## Written problem
Please write out each of the records below word for word, leaving the pictures out of your answer.

## Raw records

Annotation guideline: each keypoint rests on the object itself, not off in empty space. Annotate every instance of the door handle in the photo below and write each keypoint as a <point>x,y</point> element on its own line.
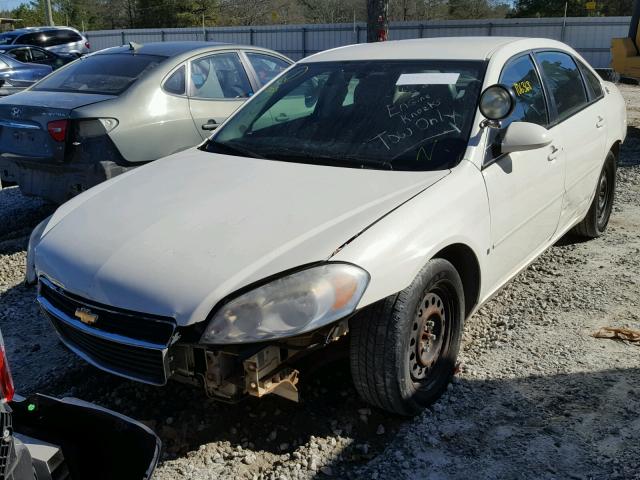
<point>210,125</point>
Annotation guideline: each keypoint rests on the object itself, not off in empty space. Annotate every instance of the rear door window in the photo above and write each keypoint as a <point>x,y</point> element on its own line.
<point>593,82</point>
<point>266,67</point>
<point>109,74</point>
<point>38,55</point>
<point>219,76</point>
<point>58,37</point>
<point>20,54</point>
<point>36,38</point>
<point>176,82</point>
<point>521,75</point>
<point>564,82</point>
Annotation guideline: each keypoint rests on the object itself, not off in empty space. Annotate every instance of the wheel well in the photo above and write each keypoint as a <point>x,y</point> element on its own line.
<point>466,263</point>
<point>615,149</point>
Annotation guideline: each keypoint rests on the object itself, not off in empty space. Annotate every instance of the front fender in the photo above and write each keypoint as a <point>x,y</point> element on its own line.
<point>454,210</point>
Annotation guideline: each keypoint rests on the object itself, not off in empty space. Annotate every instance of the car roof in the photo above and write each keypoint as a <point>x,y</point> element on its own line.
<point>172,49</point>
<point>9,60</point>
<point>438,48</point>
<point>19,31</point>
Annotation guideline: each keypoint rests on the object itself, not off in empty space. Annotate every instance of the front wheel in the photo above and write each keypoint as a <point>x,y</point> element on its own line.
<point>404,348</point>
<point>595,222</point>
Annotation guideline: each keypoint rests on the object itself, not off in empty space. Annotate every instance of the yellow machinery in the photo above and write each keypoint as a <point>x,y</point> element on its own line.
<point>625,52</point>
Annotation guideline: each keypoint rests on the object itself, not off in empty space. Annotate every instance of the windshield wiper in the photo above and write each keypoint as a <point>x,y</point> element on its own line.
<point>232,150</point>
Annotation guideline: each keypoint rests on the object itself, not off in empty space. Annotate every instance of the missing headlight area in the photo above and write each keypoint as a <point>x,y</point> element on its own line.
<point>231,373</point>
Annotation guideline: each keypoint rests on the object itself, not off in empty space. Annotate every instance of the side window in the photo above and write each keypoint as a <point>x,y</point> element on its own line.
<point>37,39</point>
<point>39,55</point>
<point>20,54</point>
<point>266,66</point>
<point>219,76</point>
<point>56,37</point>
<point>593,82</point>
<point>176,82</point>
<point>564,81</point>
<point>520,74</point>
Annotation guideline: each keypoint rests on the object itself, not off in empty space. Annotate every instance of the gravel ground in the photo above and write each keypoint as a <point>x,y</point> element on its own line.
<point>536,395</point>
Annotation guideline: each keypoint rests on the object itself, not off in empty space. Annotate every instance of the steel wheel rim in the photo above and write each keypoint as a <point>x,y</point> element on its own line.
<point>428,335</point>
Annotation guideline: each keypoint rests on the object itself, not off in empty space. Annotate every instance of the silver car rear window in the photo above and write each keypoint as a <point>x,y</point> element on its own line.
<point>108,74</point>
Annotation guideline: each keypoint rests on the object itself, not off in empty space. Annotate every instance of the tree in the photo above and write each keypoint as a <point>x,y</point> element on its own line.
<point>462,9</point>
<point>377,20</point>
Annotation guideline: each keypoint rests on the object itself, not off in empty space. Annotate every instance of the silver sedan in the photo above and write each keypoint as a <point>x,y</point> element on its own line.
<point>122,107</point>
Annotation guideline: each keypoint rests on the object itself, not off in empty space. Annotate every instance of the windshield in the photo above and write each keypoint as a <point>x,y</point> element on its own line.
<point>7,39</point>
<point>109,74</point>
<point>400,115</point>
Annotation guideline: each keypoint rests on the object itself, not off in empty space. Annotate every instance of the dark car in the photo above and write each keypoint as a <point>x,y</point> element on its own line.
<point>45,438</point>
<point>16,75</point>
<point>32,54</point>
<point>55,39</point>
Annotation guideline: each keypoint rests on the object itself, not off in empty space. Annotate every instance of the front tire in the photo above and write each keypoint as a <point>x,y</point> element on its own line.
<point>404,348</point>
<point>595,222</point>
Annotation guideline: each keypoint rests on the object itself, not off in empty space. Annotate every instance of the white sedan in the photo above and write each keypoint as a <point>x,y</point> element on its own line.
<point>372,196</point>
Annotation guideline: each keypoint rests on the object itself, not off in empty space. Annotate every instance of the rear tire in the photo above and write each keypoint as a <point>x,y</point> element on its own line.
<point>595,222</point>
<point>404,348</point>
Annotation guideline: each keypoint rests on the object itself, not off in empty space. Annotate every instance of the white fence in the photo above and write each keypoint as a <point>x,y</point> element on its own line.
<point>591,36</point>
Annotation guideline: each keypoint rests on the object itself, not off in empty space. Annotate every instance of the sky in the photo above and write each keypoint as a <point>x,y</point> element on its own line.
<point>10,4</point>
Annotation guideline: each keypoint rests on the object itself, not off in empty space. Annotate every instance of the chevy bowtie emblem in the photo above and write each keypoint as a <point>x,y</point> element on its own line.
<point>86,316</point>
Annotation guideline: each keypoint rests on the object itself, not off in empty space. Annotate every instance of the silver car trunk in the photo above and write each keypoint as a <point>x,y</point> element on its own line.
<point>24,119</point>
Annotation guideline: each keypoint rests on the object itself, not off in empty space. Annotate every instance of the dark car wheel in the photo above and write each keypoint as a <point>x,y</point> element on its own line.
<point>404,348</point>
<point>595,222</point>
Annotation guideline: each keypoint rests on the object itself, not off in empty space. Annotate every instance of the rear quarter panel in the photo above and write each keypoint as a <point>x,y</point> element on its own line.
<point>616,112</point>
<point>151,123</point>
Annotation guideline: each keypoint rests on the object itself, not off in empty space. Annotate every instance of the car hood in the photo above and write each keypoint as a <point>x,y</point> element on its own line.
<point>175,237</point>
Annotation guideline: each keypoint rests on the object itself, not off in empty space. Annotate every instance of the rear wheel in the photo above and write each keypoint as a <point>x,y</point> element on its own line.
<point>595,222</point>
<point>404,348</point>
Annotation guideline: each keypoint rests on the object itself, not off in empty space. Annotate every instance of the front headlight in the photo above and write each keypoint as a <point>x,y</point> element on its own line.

## Output of the task
Annotation guideline: each keypoint rests on the object itself, not off in empty space. Annotate every instance of the door handle in the photo below and write each keypoint as a <point>x,y</point> element on its own line.
<point>210,125</point>
Annotation guideline: each keypoint rests on the object itself, not off in empty space. Annotate every instance of the rear door window in the photo above and write each keypoint as a <point>x,y</point> element on its own line.
<point>593,82</point>
<point>266,67</point>
<point>109,74</point>
<point>38,55</point>
<point>219,76</point>
<point>58,37</point>
<point>20,54</point>
<point>36,38</point>
<point>176,82</point>
<point>521,75</point>
<point>564,82</point>
Annotation guideline: each keypoint rests on the object itself, not off in empty space. Annotate every instance of the wheel well in the photo above and write each keypoint as a <point>x,y</point> element on its own line.
<point>466,263</point>
<point>615,149</point>
Annotation guideline: each keypoint rests on the object itself, not off in empty space. Annotate every instance of the front fender in the photo above and write each keypoint as a <point>x,y</point> element on its own line.
<point>454,210</point>
Annotation guideline: each keypoint rests on the object itself, not off in empty space. Annotate every instance of the car roof in the photo above and write each keypoint as a <point>x,y</point> element on its own line.
<point>172,49</point>
<point>9,60</point>
<point>438,48</point>
<point>19,31</point>
Annotation guideline: each keypoint rests on the object itself, not off in empty space. Annotate every instance of the front wheel in the photo above and write each keypoint as a <point>x,y</point> element on its own line.
<point>404,348</point>
<point>595,222</point>
Annotation guideline: each keypoint rests on the object itself, not off in empty space. Annotate every instance of the yellow machinery in the photo above and write each keypoint as a <point>x,y</point> element on its own line.
<point>625,52</point>
Annotation guideline: each keypoint rests on the object itself, not off in empty space. Annotate every instance of the windshield wiper in the photo above and write each keypoint as a <point>x,y</point> element on its own line.
<point>232,150</point>
Annotation guideline: each keypoint rests on the object itself, not off in empty space. Annotate every instance of the missing headlight area in the photo above and write each keypoint as a <point>x,y</point> element on its own line.
<point>231,373</point>
Annotation guideline: each keypoint rests on the object itself, not off in empty space. Annotate every instance of the side window in the photo above and write each keypoint as a <point>x,y</point> element on its own line.
<point>37,39</point>
<point>39,55</point>
<point>20,54</point>
<point>266,66</point>
<point>219,76</point>
<point>56,37</point>
<point>593,82</point>
<point>176,82</point>
<point>564,81</point>
<point>520,74</point>
Annotation guideline: each keypoint rests on the object itself, not off in empty space. Annotate every instance of the gravel ground in the photo above and write each keypoint as a <point>x,y</point> element on its own line.
<point>536,395</point>
Annotation guideline: each keypoint rests on the object itself, not off in empty space. Annotate every instance of the steel wheel rim in the photo above and write each keypoint as a <point>x,y</point> element on its own line.
<point>428,335</point>
Annotation guideline: each keypoint rests on the object itself, not off in empty space. Annotate every instance of the silver car rear window in the photo above and write each keypoint as a <point>x,y</point> element on its own line.
<point>108,74</point>
Annotation guideline: each keypoint rests on the object itself, not off in empty space. Annotate every instance of the tree in the photo above and write each keypoint as a <point>x,y</point> element on its own line.
<point>462,9</point>
<point>377,20</point>
Annotation guideline: each keypoint rests on the object itself, not off in empty space. Annotate every instance of the silver sedan in the photo above and write each keypoint as a <point>x,y</point> element on its own line.
<point>122,107</point>
Annotation guideline: each keypoint rests on the object itself, not off in empty space. Annotate every instance of the windshield in the photo above and write each keypoint as a <point>x,y</point> element on its own line.
<point>7,39</point>
<point>109,74</point>
<point>400,115</point>
Annotation guideline: each keypoint rests on the object itself, not off in empty space. Annotate every instance of the dark car in the photo above and write each keypoint as a <point>x,y</point> element on its own line.
<point>45,438</point>
<point>16,75</point>
<point>32,54</point>
<point>55,39</point>
Annotation guideline: each keypoint rests on the object itself, not off in empty space. Annotate every instance of the front tire in the photo above and write each keypoint as a <point>x,y</point> element on its own line.
<point>404,348</point>
<point>595,222</point>
Annotation guideline: each keypoint rests on the object itself, not off in empty space. Annotate every instance of the white sedan in the photo above and write each keypoint as a <point>x,y</point> element on its own line.
<point>372,196</point>
Annotation guideline: each keypoint rests on the object itself, not off in empty space. Annotate every instance of the rear tire in the photo above and write each keypoint as a <point>x,y</point> element on its own line.
<point>595,222</point>
<point>404,348</point>
Annotation guideline: each keypoint rests on the object itself, not off in empty space. Annotate every instance of the white fence in the photo above and write each keypoint as a <point>x,y</point> element on its own line.
<point>591,36</point>
Annotation guideline: each keypoint rests on the object itself, not off in empty space. Annotate every instance of the sky in the photo above and write each keypoint as a <point>x,y</point> element on its own line.
<point>10,4</point>
Annotation guideline: each keypoint rests on the object itself, not off in empty space. Annotate every instance of the chevy bowtie emblem in the photo above and write each keypoint as a <point>x,y</point> element on its own line.
<point>86,316</point>
Annotation guideline: each keypoint rests on the object itself, not off in empty space. Annotate every instance of the silver car trunk in the photo above and write each keypoint as a <point>x,y</point> element on its own line.
<point>24,119</point>
Annotation guideline: each keypoint rests on the object itself, not off in empty space. Annotate every instance of the dark car wheel in the photo above and write each keypoint as a <point>x,y</point> element on its own line.
<point>404,348</point>
<point>595,222</point>
Annotation guideline: each keypoint rests on the object itself, not off in empty space. Annotate every instance of the rear quarter panel in the photo above and write each keypoint as a <point>x,y</point> element on its own line.
<point>616,112</point>
<point>151,123</point>
Annotation guideline: each keypoint rests on the object itself, not off in empty space. Annotate every instance of the car hood in the photo above and write each keypoint as a <point>x,y</point> element on its own line.
<point>175,237</point>
Annotation guideline: each keypoint rests on the object itself, not off in empty space. Annotate every instance of the rear wheel in the photo above and write each keypoint as a <point>x,y</point> element on its own line.
<point>595,222</point>
<point>404,348</point>
Annotation guideline: each keypoint rests on the object itself, not off in empty space. Annotate every instance of the front headlight in the photo above and write each keypoint as a <point>x,y</point> element on its own line.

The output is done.